SHORT TASK
Extract every line of the entries below that contains the string "playground", matching case exactly.

DATA SHOWN
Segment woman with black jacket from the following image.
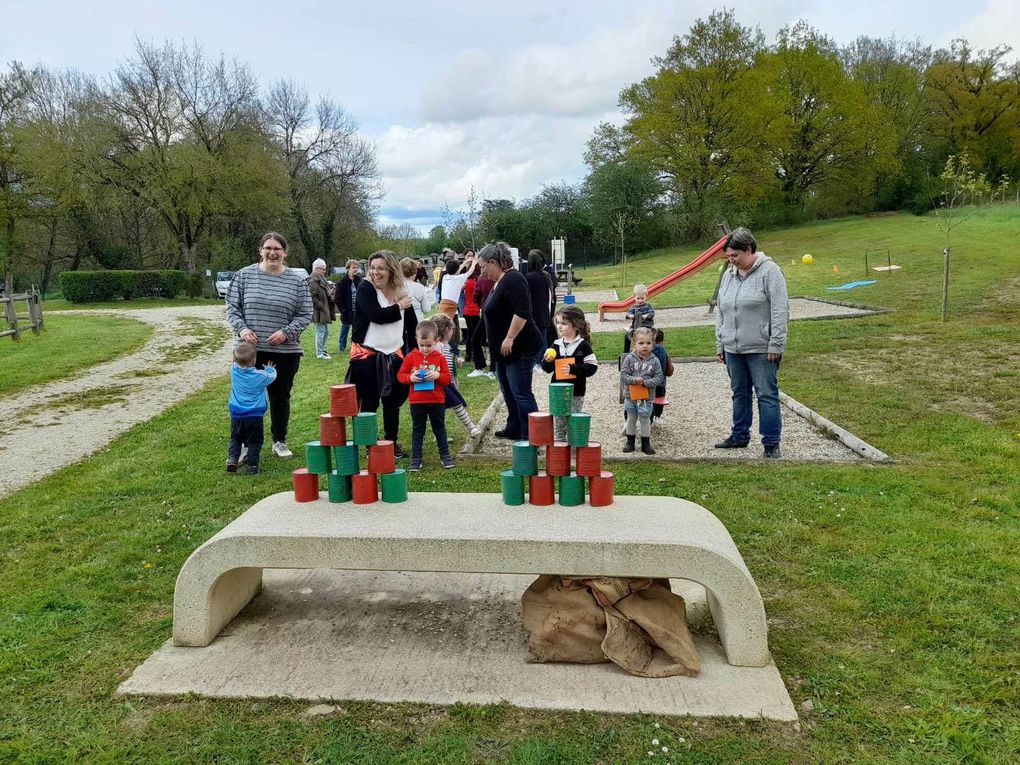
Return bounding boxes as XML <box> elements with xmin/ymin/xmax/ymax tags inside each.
<box><xmin>347</xmin><ymin>250</ymin><xmax>417</xmax><ymax>457</ymax></box>
<box><xmin>333</xmin><ymin>260</ymin><xmax>361</xmax><ymax>354</ymax></box>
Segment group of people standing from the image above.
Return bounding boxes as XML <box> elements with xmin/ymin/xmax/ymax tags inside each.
<box><xmin>226</xmin><ymin>228</ymin><xmax>788</xmax><ymax>472</ymax></box>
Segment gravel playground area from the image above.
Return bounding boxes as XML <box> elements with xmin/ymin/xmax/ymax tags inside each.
<box><xmin>476</xmin><ymin>361</ymin><xmax>865</xmax><ymax>464</ymax></box>
<box><xmin>0</xmin><ymin>305</ymin><xmax>233</xmax><ymax>497</ymax></box>
<box><xmin>588</xmin><ymin>298</ymin><xmax>878</xmax><ymax>333</ymax></box>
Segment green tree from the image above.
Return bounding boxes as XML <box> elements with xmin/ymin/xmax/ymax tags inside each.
<box><xmin>762</xmin><ymin>21</ymin><xmax>895</xmax><ymax>214</ymax></box>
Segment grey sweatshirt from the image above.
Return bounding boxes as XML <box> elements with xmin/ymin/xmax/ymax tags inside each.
<box><xmin>715</xmin><ymin>252</ymin><xmax>789</xmax><ymax>354</ymax></box>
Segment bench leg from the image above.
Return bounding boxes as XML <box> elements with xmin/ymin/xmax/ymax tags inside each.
<box><xmin>173</xmin><ymin>568</ymin><xmax>262</xmax><ymax>646</ymax></box>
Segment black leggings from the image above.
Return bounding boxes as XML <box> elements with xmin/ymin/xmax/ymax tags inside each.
<box><xmin>255</xmin><ymin>351</ymin><xmax>301</xmax><ymax>443</ymax></box>
<box><xmin>464</xmin><ymin>316</ymin><xmax>489</xmax><ymax>369</ymax></box>
<box><xmin>350</xmin><ymin>356</ymin><xmax>408</xmax><ymax>442</ymax></box>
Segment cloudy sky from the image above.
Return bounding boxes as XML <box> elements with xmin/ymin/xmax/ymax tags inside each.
<box><xmin>0</xmin><ymin>0</ymin><xmax>1020</xmax><ymax>230</ymax></box>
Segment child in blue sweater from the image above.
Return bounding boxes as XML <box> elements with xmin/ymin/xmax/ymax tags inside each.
<box><xmin>226</xmin><ymin>343</ymin><xmax>276</xmax><ymax>475</ymax></box>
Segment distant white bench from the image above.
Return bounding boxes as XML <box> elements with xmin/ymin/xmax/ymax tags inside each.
<box><xmin>173</xmin><ymin>492</ymin><xmax>770</xmax><ymax>667</ymax></box>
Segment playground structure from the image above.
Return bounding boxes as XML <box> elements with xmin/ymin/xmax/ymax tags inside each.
<box><xmin>599</xmin><ymin>236</ymin><xmax>727</xmax><ymax>321</ymax></box>
<box><xmin>0</xmin><ymin>287</ymin><xmax>43</xmax><ymax>342</ymax></box>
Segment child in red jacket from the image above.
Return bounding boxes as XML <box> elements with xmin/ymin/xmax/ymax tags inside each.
<box><xmin>397</xmin><ymin>321</ymin><xmax>454</xmax><ymax>472</ymax></box>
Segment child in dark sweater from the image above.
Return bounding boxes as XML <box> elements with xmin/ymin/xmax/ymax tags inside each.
<box><xmin>397</xmin><ymin>321</ymin><xmax>454</xmax><ymax>472</ymax></box>
<box><xmin>542</xmin><ymin>305</ymin><xmax>599</xmax><ymax>441</ymax></box>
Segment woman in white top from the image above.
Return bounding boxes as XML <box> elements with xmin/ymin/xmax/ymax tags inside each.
<box><xmin>347</xmin><ymin>250</ymin><xmax>418</xmax><ymax>457</ymax></box>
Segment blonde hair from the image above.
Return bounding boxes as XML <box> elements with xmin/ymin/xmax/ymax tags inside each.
<box><xmin>234</xmin><ymin>343</ymin><xmax>257</xmax><ymax>366</ymax></box>
<box><xmin>368</xmin><ymin>250</ymin><xmax>407</xmax><ymax>302</ymax></box>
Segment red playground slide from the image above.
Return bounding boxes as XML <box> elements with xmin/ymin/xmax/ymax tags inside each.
<box><xmin>599</xmin><ymin>237</ymin><xmax>727</xmax><ymax>321</ymax></box>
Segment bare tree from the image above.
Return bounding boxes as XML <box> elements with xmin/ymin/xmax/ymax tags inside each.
<box><xmin>265</xmin><ymin>81</ymin><xmax>379</xmax><ymax>266</ymax></box>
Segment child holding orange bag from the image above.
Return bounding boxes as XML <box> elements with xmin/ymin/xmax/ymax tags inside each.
<box><xmin>620</xmin><ymin>326</ymin><xmax>666</xmax><ymax>454</ymax></box>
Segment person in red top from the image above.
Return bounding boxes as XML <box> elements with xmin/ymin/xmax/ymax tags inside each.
<box><xmin>464</xmin><ymin>265</ymin><xmax>489</xmax><ymax>377</ymax></box>
<box><xmin>397</xmin><ymin>321</ymin><xmax>454</xmax><ymax>472</ymax></box>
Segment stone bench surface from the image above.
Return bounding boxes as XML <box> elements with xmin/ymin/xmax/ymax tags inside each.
<box><xmin>173</xmin><ymin>492</ymin><xmax>768</xmax><ymax>666</ymax></box>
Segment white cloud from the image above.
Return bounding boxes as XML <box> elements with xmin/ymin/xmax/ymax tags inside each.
<box><xmin>947</xmin><ymin>0</ymin><xmax>1020</xmax><ymax>61</ymax></box>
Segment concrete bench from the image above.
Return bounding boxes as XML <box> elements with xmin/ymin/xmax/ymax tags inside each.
<box><xmin>173</xmin><ymin>492</ymin><xmax>770</xmax><ymax>667</ymax></box>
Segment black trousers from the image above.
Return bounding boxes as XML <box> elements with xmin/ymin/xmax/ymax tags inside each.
<box><xmin>464</xmin><ymin>316</ymin><xmax>489</xmax><ymax>369</ymax></box>
<box><xmin>226</xmin><ymin>417</ymin><xmax>265</xmax><ymax>467</ymax></box>
<box><xmin>255</xmin><ymin>351</ymin><xmax>301</xmax><ymax>443</ymax></box>
<box><xmin>350</xmin><ymin>356</ymin><xmax>408</xmax><ymax>442</ymax></box>
<box><xmin>411</xmin><ymin>404</ymin><xmax>450</xmax><ymax>461</ymax></box>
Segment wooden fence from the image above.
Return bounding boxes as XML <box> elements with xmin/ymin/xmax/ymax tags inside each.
<box><xmin>0</xmin><ymin>287</ymin><xmax>43</xmax><ymax>341</ymax></box>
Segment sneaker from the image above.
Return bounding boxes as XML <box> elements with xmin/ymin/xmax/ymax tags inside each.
<box><xmin>715</xmin><ymin>436</ymin><xmax>749</xmax><ymax>449</ymax></box>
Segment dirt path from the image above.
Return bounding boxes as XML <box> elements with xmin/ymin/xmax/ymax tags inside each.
<box><xmin>0</xmin><ymin>305</ymin><xmax>232</xmax><ymax>497</ymax></box>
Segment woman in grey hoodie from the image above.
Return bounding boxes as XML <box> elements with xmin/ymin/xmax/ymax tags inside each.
<box><xmin>715</xmin><ymin>226</ymin><xmax>789</xmax><ymax>458</ymax></box>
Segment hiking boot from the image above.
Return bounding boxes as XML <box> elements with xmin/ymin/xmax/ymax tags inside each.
<box><xmin>715</xmin><ymin>436</ymin><xmax>751</xmax><ymax>449</ymax></box>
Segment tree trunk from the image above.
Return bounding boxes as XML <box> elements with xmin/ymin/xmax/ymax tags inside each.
<box><xmin>942</xmin><ymin>247</ymin><xmax>950</xmax><ymax>321</ymax></box>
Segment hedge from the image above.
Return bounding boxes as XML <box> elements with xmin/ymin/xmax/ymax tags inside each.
<box><xmin>60</xmin><ymin>271</ymin><xmax>188</xmax><ymax>303</ymax></box>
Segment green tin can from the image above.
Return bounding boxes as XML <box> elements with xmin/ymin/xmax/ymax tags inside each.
<box><xmin>351</xmin><ymin>412</ymin><xmax>379</xmax><ymax>446</ymax></box>
<box><xmin>500</xmin><ymin>470</ymin><xmax>524</xmax><ymax>505</ymax></box>
<box><xmin>329</xmin><ymin>470</ymin><xmax>353</xmax><ymax>502</ymax></box>
<box><xmin>379</xmin><ymin>467</ymin><xmax>407</xmax><ymax>503</ymax></box>
<box><xmin>513</xmin><ymin>441</ymin><xmax>539</xmax><ymax>475</ymax></box>
<box><xmin>560</xmin><ymin>473</ymin><xmax>584</xmax><ymax>507</ymax></box>
<box><xmin>305</xmin><ymin>441</ymin><xmax>333</xmax><ymax>475</ymax></box>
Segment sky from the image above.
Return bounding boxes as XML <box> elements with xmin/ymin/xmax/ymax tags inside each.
<box><xmin>0</xmin><ymin>0</ymin><xmax>1020</xmax><ymax>232</ymax></box>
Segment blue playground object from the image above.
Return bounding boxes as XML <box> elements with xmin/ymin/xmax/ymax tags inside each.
<box><xmin>825</xmin><ymin>278</ymin><xmax>877</xmax><ymax>292</ymax></box>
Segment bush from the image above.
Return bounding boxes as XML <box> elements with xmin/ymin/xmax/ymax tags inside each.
<box><xmin>60</xmin><ymin>271</ymin><xmax>188</xmax><ymax>303</ymax></box>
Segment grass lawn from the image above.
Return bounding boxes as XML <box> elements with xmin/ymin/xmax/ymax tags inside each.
<box><xmin>0</xmin><ymin>311</ymin><xmax>152</xmax><ymax>396</ymax></box>
<box><xmin>43</xmin><ymin>298</ymin><xmax>223</xmax><ymax>311</ymax></box>
<box><xmin>0</xmin><ymin>208</ymin><xmax>1020</xmax><ymax>765</ymax></box>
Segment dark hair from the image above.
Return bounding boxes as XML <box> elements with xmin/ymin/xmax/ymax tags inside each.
<box><xmin>478</xmin><ymin>242</ymin><xmax>513</xmax><ymax>271</ymax></box>
<box><xmin>258</xmin><ymin>232</ymin><xmax>287</xmax><ymax>250</ymax></box>
<box><xmin>234</xmin><ymin>343</ymin><xmax>257</xmax><ymax>366</ymax></box>
<box><xmin>556</xmin><ymin>305</ymin><xmax>592</xmax><ymax>341</ymax></box>
<box><xmin>724</xmin><ymin>225</ymin><xmax>758</xmax><ymax>253</ymax></box>
<box><xmin>414</xmin><ymin>319</ymin><xmax>440</xmax><ymax>338</ymax></box>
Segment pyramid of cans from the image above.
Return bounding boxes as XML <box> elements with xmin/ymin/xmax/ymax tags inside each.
<box><xmin>500</xmin><ymin>383</ymin><xmax>615</xmax><ymax>507</ymax></box>
<box><xmin>294</xmin><ymin>385</ymin><xmax>407</xmax><ymax>505</ymax></box>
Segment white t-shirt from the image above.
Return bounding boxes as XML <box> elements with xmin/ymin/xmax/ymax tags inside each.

FULL SOLUTION
Segment gravel playground area from the image above.
Segment playground structure from the image above.
Segment red playground slide from the image above.
Segment blue playground object from the image above.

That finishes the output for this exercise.